---------- MATERIAL SHOWN ----------
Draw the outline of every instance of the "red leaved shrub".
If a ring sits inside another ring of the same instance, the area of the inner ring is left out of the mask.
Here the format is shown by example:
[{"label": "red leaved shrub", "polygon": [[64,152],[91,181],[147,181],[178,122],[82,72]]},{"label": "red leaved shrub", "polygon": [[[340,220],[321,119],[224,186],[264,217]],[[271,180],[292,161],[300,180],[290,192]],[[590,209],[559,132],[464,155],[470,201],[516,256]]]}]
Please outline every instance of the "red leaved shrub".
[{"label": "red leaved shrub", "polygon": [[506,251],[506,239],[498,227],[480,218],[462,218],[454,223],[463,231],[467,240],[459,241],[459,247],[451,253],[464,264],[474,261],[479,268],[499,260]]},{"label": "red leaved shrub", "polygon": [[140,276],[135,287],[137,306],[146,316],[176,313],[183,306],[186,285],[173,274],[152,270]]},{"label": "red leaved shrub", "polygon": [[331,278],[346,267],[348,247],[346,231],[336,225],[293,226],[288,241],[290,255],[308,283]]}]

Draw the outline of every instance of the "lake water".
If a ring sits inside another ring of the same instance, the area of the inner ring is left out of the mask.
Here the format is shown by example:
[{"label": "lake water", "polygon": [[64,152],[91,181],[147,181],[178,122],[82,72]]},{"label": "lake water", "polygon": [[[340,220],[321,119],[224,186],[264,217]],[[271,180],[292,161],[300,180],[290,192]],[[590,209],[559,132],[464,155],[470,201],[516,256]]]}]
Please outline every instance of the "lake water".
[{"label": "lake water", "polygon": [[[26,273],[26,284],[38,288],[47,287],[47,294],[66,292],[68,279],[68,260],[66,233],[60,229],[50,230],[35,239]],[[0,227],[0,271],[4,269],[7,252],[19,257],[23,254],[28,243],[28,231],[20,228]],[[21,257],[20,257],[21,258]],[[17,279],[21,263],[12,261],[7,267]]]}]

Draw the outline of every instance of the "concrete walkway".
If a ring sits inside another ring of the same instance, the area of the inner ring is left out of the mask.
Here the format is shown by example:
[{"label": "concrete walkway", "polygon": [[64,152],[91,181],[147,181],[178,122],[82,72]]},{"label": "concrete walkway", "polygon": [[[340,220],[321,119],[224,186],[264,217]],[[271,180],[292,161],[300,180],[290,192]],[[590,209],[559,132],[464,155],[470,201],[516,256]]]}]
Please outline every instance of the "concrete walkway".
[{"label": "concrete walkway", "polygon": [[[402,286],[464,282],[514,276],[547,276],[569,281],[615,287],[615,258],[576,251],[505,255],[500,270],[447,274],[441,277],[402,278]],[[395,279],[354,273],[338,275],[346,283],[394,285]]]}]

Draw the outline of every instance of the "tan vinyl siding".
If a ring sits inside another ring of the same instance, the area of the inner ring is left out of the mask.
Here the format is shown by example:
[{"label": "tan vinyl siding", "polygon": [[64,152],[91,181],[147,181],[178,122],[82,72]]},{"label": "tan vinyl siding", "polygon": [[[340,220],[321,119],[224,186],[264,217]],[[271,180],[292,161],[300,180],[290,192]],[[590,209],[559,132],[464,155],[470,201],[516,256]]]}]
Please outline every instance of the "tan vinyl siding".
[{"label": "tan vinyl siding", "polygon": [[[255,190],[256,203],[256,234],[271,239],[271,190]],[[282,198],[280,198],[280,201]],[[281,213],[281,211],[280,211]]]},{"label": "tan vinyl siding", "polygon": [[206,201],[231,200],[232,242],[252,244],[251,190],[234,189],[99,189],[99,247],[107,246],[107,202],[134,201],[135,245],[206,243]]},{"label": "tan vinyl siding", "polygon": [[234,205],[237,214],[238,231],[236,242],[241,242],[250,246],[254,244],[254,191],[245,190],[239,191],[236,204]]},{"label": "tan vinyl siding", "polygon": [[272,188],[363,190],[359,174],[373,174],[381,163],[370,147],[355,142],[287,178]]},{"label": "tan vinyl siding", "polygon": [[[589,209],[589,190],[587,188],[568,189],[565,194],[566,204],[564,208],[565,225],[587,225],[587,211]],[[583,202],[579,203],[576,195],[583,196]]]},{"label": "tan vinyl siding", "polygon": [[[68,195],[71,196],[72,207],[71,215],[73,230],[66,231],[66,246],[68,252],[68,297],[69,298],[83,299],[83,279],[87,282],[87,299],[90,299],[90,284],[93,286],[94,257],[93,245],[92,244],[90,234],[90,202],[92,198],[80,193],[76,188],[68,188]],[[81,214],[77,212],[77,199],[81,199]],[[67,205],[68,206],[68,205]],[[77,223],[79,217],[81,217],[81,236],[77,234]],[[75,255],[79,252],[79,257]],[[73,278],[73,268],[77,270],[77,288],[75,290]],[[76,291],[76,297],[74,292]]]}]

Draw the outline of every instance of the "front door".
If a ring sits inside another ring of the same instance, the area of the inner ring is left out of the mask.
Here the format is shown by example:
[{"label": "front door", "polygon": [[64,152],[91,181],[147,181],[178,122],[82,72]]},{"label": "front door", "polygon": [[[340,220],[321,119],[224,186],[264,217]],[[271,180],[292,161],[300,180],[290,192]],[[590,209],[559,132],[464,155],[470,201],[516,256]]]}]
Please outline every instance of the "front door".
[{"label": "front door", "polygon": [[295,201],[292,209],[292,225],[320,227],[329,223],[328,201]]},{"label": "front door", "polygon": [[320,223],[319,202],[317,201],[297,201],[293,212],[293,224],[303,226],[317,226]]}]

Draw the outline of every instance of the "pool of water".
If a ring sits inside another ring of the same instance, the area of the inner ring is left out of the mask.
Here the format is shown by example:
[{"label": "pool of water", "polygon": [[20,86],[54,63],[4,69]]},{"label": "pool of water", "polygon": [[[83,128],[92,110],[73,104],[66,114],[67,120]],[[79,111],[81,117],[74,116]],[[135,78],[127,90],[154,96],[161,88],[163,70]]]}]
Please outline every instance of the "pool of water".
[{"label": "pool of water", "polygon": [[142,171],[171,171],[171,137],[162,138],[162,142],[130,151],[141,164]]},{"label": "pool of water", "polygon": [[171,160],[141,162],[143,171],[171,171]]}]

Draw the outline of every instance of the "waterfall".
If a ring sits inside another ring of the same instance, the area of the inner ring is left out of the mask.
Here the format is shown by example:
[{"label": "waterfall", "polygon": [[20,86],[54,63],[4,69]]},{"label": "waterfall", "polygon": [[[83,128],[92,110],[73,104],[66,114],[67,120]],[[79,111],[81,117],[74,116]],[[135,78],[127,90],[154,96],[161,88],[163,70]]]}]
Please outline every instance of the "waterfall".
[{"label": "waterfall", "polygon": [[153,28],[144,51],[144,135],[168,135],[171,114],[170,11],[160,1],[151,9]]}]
----------
**EXERCISE BRIEF**
Locate every line in the entries above that contains the word "lake", and copy each of those lines in full.

**SOLUTION TO THE PROBLEM**
Draw the outline of every instance of the "lake water".
[{"label": "lake water", "polygon": [[64,152],[91,181],[147,181],[178,122],[82,72]]},{"label": "lake water", "polygon": [[[340,220],[321,119],[224,186],[264,217]],[[271,180],[292,161],[300,180],[290,192]],[[590,209],[559,132],[464,155],[470,201],[516,256]]]}]
Please outline every instance of the "lake water".
[{"label": "lake water", "polygon": [[[26,273],[26,284],[38,288],[47,287],[47,294],[66,292],[68,279],[68,260],[66,233],[60,229],[50,230],[35,239]],[[0,227],[0,271],[4,269],[7,252],[19,257],[23,254],[28,243],[28,231],[20,228]],[[21,257],[20,257],[21,258]],[[17,279],[21,263],[12,261],[7,267]]]}]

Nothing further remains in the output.